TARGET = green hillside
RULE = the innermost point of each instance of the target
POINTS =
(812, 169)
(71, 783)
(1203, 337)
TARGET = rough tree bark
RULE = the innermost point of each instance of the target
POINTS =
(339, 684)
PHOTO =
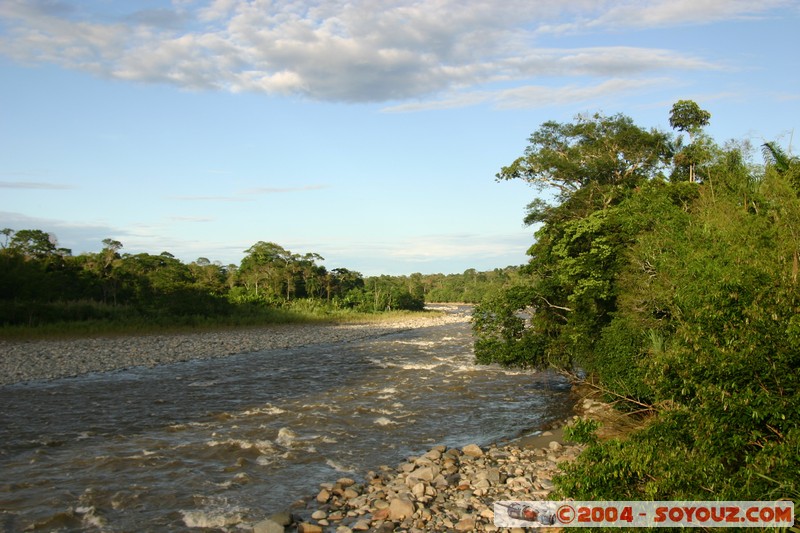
• • • •
**Stated goal**
Please write out the records above again word for word, every line of them, but leave out the pictures.

**Output of the task**
TARGET = green hillside
RULE = the innermost point of each instance of the target
POINTS =
(812, 169)
(71, 783)
(1203, 337)
TARGET = rough tree bark
RULE = the innermost point of each instance of the target
POINTS =
(339, 684)
PHOTO =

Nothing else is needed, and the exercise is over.